- **Fragmento proporcionado**:
··········

Un martes cualquiera a la tarde, por ejemplo en el Hospital Interzonal Gandulfo, en Lomas de Zamora, la guardia de salud mental funciona como un compás alterado. La sala chica donde se reciben crisis y derivaciones está casi siempre llena. Lorena, una residente de psiquiatría que prefiere no revelar su apellido a Infocielo—entre café frío y carpetas subrayadas— lo describe de manera simple: “Antes veíamos más descompensaciones de larga evolución. Hoy la mayoría son crisis agudas de angustia. Mucha gente joven. Muchísimos varones. Vienen diciendo que no dan más.”
La escena se repite en Avellaneda, Florencio Varela, La Matanza, Morón, Quilmes, Lanús, San Martín. Las guardias no paran.

Los números acompañan el paisaje. En los últimos años, los registros oficiales del sistema de vigilancia sanitaria muestran un aumento sostenido en los intentos de suicidio, especialmente entre adolescentes y adultos jóvenes.
También crecieron las consultas por ansiedad grave, ataques de pánico y episodios de desregulación emocional. La Línea 135 (CABA y AMBA) y su equivalente provincial 0800-222-5462 reportaron un incremento significativo de llamadas, algo que sus propios equipos mencionaron en entrevistas públicas: más pedidos de ayuda, más intervenciones en crisis, más acompañamientos para evitar pasos al acto.
Nada de esto sucede en el vacío. La Provincia de Buenos Aires es el territorio donde todo se amplifica: densidad poblacional, desigualdad, ritmos de trabajo, transporte que consume horas del día, barrios enteros atravesados por la informalidad laboral.
La inestabilidad económica se traduce en cuerpos tensos, en noches sin sueño, en discusiones familiares sostenidas por la urgencia permanente.
La Cruz Roja Argentina, en su Observatorio Humanitario, registró que en el Conurbano más del 60% de las personas encuestadas experimenta síntomas asociados a angustia y estrés crónico vinculados a la situación económica y la incertidumbre. El dato no explica todo, pero dibuja una atmósfera.

··········

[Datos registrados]

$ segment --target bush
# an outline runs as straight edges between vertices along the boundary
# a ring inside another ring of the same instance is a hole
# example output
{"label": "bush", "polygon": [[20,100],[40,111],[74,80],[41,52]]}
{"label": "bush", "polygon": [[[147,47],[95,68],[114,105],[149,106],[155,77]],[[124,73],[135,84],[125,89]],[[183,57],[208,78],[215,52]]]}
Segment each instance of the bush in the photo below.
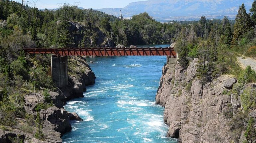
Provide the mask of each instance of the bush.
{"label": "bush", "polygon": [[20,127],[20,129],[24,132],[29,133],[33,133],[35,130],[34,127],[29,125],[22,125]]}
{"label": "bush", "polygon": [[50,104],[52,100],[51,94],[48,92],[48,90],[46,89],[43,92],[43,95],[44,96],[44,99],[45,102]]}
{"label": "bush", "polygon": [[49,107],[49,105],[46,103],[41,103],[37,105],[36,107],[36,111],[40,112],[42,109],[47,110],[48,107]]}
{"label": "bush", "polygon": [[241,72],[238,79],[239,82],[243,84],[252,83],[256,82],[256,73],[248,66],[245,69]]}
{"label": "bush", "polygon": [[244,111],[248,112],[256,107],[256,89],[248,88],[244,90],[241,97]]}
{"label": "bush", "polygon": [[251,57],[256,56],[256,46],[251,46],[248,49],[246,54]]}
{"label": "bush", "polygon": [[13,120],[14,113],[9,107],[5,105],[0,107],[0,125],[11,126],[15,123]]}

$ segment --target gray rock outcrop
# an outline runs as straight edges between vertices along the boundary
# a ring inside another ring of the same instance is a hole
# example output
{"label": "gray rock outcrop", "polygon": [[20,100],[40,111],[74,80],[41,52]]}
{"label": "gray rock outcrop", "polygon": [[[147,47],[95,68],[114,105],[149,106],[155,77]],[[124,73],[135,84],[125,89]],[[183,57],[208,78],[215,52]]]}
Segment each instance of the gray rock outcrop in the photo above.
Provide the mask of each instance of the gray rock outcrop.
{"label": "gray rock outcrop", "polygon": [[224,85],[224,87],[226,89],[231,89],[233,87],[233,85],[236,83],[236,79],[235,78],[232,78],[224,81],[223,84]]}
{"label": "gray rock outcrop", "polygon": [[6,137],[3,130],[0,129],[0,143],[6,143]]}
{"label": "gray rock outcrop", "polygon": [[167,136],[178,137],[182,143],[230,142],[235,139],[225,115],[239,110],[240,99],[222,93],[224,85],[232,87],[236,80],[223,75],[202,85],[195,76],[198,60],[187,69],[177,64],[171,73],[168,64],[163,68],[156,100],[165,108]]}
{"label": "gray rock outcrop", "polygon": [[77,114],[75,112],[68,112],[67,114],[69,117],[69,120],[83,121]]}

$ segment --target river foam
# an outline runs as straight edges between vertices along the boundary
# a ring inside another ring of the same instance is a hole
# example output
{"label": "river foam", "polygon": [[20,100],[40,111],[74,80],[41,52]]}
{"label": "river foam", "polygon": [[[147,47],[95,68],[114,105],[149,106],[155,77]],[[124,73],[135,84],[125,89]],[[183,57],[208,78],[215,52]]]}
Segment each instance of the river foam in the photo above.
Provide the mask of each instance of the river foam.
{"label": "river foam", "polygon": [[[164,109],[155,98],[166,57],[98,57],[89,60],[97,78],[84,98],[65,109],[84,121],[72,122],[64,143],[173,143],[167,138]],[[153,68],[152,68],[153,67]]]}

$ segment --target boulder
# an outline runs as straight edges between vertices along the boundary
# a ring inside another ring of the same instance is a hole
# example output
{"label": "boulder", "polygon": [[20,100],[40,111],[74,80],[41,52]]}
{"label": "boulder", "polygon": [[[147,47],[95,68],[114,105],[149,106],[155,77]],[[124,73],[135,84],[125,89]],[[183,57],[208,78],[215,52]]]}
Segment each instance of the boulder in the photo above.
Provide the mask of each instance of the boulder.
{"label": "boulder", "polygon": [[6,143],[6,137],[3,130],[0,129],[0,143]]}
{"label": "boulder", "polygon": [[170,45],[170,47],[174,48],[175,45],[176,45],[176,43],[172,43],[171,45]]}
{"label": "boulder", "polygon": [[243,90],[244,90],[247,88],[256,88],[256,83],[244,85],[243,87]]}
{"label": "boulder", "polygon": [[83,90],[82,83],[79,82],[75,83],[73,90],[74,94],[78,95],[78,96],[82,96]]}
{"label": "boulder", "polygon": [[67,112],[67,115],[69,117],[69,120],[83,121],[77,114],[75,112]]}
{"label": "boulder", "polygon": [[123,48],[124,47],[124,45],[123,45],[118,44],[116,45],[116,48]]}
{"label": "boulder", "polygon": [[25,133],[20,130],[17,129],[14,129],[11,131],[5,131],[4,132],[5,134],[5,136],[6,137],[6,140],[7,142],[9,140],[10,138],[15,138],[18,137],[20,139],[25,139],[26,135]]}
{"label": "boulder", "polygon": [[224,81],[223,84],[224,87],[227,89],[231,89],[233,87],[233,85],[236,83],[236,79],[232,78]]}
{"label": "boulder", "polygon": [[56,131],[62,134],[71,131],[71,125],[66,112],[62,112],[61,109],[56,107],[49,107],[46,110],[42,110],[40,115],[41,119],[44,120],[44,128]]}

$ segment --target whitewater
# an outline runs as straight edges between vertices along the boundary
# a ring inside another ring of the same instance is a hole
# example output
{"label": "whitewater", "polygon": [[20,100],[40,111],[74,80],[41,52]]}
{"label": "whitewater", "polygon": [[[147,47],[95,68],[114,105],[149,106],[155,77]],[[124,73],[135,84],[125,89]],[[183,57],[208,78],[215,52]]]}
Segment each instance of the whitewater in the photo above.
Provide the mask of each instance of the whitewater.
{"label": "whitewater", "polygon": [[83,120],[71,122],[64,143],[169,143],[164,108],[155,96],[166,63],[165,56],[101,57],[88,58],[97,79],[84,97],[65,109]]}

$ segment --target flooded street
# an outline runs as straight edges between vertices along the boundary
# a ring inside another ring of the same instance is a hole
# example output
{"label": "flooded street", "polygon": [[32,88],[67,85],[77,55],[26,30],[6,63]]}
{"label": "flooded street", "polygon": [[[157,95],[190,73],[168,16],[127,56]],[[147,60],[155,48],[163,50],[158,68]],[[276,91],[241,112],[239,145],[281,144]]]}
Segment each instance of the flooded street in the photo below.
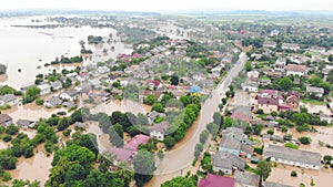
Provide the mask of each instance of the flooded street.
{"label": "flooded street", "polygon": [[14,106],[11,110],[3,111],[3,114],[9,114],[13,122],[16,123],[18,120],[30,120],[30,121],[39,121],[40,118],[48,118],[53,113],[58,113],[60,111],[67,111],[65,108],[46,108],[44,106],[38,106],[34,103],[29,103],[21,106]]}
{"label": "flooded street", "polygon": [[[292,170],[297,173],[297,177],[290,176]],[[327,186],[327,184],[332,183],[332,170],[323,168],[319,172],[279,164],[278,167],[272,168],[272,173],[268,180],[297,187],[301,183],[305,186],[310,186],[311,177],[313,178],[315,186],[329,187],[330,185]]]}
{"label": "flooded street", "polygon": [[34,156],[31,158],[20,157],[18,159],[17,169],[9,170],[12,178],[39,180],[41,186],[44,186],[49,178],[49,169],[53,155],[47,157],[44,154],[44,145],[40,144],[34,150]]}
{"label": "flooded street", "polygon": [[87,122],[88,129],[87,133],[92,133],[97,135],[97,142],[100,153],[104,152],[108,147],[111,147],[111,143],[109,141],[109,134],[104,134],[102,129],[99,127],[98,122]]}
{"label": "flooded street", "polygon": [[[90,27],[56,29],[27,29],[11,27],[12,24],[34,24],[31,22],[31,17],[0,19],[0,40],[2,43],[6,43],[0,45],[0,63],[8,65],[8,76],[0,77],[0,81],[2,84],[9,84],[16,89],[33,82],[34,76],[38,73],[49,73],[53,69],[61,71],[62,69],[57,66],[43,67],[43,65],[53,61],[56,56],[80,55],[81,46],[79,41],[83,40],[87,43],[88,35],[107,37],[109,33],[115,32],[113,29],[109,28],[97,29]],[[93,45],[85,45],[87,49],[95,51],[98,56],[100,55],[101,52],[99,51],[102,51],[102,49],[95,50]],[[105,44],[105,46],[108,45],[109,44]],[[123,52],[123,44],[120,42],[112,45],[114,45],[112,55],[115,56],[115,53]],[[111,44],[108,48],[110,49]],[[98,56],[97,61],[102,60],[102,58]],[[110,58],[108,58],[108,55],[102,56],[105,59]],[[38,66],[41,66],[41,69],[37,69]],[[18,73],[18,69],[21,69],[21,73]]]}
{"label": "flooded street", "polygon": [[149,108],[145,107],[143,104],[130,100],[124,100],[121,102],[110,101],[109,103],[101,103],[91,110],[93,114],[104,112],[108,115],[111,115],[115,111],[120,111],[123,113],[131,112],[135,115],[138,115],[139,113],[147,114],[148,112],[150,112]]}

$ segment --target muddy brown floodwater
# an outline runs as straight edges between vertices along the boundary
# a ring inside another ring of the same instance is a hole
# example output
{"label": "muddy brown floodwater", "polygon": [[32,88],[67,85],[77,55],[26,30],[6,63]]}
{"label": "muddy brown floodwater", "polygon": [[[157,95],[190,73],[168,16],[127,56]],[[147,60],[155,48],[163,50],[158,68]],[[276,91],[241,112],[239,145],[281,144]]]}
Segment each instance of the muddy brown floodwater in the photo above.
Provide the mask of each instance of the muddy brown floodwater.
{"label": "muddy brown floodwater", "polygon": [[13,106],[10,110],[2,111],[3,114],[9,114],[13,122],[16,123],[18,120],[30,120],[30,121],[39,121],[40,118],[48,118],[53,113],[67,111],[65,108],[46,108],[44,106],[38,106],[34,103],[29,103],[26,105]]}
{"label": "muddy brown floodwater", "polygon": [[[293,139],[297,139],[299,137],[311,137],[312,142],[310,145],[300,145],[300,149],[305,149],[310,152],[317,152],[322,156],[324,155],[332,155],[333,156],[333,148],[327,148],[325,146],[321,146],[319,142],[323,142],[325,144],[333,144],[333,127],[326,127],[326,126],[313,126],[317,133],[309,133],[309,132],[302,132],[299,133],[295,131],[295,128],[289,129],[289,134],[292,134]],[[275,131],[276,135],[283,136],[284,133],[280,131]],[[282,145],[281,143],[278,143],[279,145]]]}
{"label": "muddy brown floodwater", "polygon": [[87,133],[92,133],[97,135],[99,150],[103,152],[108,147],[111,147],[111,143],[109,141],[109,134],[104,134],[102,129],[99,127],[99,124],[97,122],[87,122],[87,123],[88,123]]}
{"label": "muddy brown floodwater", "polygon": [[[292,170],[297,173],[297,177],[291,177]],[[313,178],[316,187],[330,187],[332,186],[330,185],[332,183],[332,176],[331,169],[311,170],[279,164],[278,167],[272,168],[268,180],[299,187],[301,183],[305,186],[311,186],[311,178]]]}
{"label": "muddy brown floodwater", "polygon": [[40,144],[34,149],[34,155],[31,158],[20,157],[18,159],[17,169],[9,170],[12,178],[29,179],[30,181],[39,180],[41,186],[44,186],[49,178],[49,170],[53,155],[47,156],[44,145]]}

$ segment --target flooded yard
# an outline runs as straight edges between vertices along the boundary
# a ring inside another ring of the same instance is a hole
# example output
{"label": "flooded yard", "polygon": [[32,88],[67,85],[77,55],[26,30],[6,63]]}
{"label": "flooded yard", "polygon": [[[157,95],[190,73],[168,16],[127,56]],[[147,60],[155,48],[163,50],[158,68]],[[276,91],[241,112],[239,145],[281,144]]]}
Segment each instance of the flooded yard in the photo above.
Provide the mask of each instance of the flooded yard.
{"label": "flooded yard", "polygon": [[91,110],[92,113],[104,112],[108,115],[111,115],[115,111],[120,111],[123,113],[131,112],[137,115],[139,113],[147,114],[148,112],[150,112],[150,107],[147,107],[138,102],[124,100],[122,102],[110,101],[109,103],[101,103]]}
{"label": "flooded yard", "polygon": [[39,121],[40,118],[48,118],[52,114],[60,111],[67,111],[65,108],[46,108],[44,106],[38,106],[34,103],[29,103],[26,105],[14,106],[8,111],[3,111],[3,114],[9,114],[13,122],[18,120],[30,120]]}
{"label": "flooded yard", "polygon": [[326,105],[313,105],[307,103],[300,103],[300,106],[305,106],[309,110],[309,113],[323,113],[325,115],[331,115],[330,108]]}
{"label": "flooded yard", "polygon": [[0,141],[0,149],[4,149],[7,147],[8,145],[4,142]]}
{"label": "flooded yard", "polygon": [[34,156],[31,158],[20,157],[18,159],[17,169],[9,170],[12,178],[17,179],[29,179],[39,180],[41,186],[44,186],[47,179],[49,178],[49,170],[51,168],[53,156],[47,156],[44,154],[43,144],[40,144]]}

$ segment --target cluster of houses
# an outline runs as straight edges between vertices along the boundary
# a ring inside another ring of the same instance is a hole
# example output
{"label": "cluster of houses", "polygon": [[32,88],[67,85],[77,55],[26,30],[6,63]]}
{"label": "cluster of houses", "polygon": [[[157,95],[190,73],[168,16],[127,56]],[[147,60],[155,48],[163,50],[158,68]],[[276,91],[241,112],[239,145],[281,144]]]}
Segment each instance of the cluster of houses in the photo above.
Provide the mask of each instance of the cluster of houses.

··········

- **Qué hacer**: Indica qué porcentaje de las personas encuestadas en el Conurbano experimenta síntomas de angustia y estrés crónico, según lo que registró la Cruz Roja Argentina en el fragmento sobre la salud mental en la Provincia de Buenos Aires. Los registros proceden de una fuente distinta a la del fragmento.

- **Tu respuesta**: Más del 60%.